- Data supplied
☆ ☆ ☆
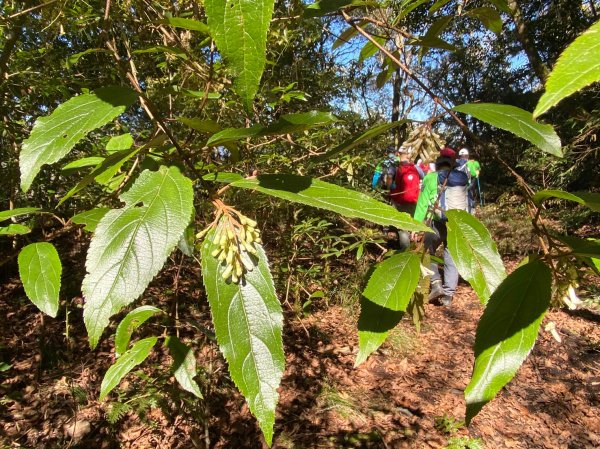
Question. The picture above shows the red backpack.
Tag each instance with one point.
(408, 183)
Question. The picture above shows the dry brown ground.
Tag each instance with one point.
(391, 401)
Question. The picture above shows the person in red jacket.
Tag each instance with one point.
(405, 192)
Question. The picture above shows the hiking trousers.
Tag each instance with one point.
(432, 242)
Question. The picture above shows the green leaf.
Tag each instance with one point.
(186, 24)
(385, 299)
(130, 245)
(437, 5)
(475, 254)
(507, 332)
(588, 199)
(119, 143)
(184, 365)
(577, 67)
(90, 218)
(316, 193)
(370, 49)
(6, 214)
(516, 121)
(248, 322)
(501, 5)
(129, 324)
(204, 126)
(14, 229)
(239, 28)
(52, 137)
(374, 325)
(124, 364)
(287, 124)
(394, 281)
(82, 163)
(358, 140)
(299, 122)
(40, 270)
(489, 17)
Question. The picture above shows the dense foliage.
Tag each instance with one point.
(147, 121)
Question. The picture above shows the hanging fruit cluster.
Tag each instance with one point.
(424, 143)
(235, 237)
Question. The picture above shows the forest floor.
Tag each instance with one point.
(408, 394)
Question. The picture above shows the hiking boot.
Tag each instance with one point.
(446, 301)
(436, 290)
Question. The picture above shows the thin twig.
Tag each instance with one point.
(33, 8)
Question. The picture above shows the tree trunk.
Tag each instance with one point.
(524, 38)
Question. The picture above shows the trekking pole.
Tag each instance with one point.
(481, 200)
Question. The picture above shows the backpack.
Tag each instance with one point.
(408, 185)
(383, 177)
(452, 191)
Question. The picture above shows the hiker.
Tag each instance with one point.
(405, 191)
(444, 189)
(472, 169)
(385, 171)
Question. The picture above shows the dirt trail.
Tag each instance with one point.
(391, 401)
(398, 393)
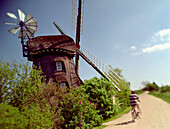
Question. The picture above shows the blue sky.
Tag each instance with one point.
(132, 35)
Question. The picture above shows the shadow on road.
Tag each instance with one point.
(124, 123)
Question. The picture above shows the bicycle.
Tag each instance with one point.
(135, 115)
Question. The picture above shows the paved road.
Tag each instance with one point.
(155, 115)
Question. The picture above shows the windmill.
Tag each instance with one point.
(26, 26)
(98, 65)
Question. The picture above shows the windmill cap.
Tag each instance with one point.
(51, 43)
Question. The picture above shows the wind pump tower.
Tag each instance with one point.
(54, 54)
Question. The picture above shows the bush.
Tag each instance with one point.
(19, 84)
(100, 91)
(75, 110)
(164, 89)
(151, 87)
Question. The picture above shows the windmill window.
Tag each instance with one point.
(60, 66)
(63, 84)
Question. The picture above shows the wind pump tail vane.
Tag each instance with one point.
(27, 26)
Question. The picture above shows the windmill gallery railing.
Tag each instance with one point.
(100, 67)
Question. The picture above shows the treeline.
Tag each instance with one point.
(154, 87)
(26, 101)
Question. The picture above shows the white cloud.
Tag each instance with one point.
(133, 48)
(154, 48)
(163, 35)
(159, 41)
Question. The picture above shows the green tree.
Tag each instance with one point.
(19, 84)
(100, 91)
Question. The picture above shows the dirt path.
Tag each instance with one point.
(155, 115)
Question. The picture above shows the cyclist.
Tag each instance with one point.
(134, 101)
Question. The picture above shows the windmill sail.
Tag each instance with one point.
(77, 6)
(100, 67)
☆ ☆ ☆
In the material above, please count the lines that hold the word "backpack" and answer with only that number.

- Answer to the problem
2